* **WORK INSTRUCTIONS**: Would you please reproduce all the entries word for word, minus the pictures?

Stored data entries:
Segment Open

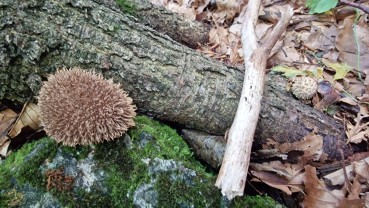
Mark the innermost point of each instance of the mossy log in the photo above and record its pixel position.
(167, 80)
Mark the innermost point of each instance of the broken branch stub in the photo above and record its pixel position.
(233, 172)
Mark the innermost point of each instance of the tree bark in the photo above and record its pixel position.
(233, 172)
(166, 79)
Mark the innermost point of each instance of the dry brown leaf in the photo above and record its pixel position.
(317, 194)
(360, 168)
(321, 37)
(360, 130)
(28, 117)
(346, 45)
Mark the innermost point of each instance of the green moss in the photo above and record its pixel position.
(81, 198)
(127, 6)
(255, 202)
(171, 144)
(79, 152)
(11, 198)
(114, 158)
(23, 165)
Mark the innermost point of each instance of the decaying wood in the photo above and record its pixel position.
(233, 172)
(166, 80)
(180, 29)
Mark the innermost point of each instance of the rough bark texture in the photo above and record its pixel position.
(166, 80)
(180, 29)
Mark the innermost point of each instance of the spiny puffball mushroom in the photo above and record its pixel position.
(81, 107)
(304, 87)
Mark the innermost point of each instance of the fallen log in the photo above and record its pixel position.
(167, 80)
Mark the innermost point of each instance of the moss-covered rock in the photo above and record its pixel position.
(151, 166)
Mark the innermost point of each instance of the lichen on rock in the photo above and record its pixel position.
(160, 172)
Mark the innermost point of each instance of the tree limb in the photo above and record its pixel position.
(233, 172)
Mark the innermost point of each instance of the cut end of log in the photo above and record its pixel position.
(227, 191)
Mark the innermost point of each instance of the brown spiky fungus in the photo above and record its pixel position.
(81, 107)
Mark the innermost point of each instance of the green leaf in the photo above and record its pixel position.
(288, 71)
(320, 6)
(341, 68)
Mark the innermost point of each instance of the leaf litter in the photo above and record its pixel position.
(332, 47)
(324, 46)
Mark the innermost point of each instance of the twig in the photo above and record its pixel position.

Segment Closed

* **PROBLEM SOLUTION**:
Mark the innermost point of each instance of the mossy log in the photo above and record its pixel position.
(167, 80)
Mark the innermost point of each instance of the broken branch stub in the photo above and record its pixel position.
(233, 172)
Mark the innermost point of each instance of the tree bark in the photo above and record its pixel position.
(233, 172)
(166, 79)
Mark the innermost point of each instance of the dry brown leaf in the photo above and record its pixel position.
(317, 194)
(360, 168)
(321, 37)
(360, 130)
(28, 117)
(346, 45)
Mark the innermost point of each instance of the green moss in the photo above and record its pixel position.
(81, 198)
(127, 6)
(255, 202)
(171, 144)
(79, 152)
(11, 198)
(114, 158)
(23, 165)
Mark the innermost point of each instance of the decaying wood in the photo above and record its pixel position.
(233, 172)
(166, 80)
(180, 29)
Mark the innermost point of each instance of the rough bark texture in the photo above and record its pixel position.
(166, 80)
(180, 29)
Mark the innermost point of each instance of the spiny puffball mushroom in the photo above and record its pixel position.
(81, 107)
(304, 87)
Mark the innermost point of each instance of the fallen log in the photo above and record its pixel position.
(167, 80)
Mark the innermost point of each instance of the moss-covered rock in the photo above and record its pixel position.
(151, 166)
Mark the innermost point of each instance of the lichen on rock in the photo above and record its pixel position.
(160, 172)
Mark the innermost point of each instance of the tree limb in the photo above and record its pixel position.
(233, 172)
Mark the innermost point of each instance of the cut end of log in the photo above and record its pixel position.
(227, 191)
Mark the innermost point of each instance of the brown spiky fungus in the photo above and record its pixel position.
(81, 107)
Mark the innermost point of each instance of the green leaf in the photo above and record its pixel position.
(288, 71)
(320, 6)
(341, 68)
Mark the innermost point of each instance of the leaf litter in the photo above and record its pixel position.
(332, 47)
(324, 46)
Mark the innermost point of each instance of the twig in the photo above and record its pixel position.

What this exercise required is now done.